● **What to work on**:
Would it be possible to quote, exactly and in full, the lines from the one with "Reviewer note: confirm that every instance of the round" through the end of the entries below?

== Data ==

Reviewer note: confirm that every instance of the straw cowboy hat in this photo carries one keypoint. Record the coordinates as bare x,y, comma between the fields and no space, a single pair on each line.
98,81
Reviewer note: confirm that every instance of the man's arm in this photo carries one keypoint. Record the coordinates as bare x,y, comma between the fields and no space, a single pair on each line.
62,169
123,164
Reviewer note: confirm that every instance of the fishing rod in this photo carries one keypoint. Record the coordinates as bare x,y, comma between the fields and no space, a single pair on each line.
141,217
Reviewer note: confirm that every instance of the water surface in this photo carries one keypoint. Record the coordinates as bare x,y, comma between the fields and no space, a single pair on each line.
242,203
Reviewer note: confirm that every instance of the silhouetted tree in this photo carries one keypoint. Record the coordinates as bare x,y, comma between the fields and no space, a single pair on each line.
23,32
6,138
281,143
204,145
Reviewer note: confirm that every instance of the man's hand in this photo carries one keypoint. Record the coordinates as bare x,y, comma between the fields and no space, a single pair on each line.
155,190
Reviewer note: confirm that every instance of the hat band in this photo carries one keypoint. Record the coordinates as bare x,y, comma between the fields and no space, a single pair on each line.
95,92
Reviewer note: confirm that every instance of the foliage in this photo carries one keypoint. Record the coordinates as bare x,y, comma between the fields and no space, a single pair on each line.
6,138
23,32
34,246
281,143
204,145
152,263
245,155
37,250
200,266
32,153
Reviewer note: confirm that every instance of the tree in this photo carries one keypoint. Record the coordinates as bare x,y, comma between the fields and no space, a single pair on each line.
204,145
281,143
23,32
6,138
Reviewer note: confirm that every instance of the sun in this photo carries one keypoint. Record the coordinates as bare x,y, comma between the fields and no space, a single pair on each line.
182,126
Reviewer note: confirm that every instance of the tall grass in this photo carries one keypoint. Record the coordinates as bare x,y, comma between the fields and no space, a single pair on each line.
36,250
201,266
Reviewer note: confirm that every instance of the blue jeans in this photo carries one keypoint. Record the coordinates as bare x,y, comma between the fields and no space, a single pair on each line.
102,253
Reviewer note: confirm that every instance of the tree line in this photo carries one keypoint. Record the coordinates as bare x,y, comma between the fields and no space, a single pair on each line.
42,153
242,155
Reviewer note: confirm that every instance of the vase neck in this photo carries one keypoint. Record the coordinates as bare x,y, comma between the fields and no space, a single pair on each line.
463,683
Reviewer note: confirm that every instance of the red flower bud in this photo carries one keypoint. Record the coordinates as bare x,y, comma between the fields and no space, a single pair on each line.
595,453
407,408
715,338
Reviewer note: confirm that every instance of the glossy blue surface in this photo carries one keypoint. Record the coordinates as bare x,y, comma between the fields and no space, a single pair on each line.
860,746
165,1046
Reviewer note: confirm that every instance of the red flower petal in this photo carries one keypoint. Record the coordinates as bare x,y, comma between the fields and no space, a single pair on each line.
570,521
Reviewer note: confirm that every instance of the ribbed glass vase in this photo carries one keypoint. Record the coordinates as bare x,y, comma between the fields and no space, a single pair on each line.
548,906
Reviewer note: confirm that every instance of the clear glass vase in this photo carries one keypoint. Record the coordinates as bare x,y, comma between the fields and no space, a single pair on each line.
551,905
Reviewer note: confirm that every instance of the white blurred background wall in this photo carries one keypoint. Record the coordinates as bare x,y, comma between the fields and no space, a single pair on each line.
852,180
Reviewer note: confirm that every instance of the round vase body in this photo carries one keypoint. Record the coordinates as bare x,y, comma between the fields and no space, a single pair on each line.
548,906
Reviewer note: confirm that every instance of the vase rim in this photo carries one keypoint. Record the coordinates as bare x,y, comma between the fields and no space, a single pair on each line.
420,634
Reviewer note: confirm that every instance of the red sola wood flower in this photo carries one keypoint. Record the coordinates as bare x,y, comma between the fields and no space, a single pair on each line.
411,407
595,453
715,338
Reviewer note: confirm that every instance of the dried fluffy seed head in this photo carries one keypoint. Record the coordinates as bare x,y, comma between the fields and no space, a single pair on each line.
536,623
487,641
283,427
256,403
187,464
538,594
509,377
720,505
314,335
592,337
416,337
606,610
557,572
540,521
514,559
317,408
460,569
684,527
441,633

===

● **Task solution**:
Reviewer note: confirm that every instance of the round vase body in this photo carries one keypoint. Record the coordinates as bare x,y, comma between the fields and no space, a single pair on each line.
548,906
Reviewer note: confirm that every instance of the vase rim in this photo carries one keypoint. Record the coordinates as bare x,y, comma between the fields and no space, a single pair on each line.
420,634
Reviewer note: confirm that every instance of the red sola wood flower in this photo carries one keypoint. Record the coordinates as bare x,y, comma between the fields and no space, a single pair on each line.
411,407
595,453
715,338
Reviewer note: confirm that every instance of the dried fluffy seed head in this photo carries one keypoint. Record the coordinates as bare x,y, comma between the fields and no space, a single pair on each line.
536,623
487,641
283,427
256,403
187,464
538,594
509,377
720,505
314,335
592,337
416,337
606,610
557,572
540,521
514,559
317,408
460,569
684,527
441,633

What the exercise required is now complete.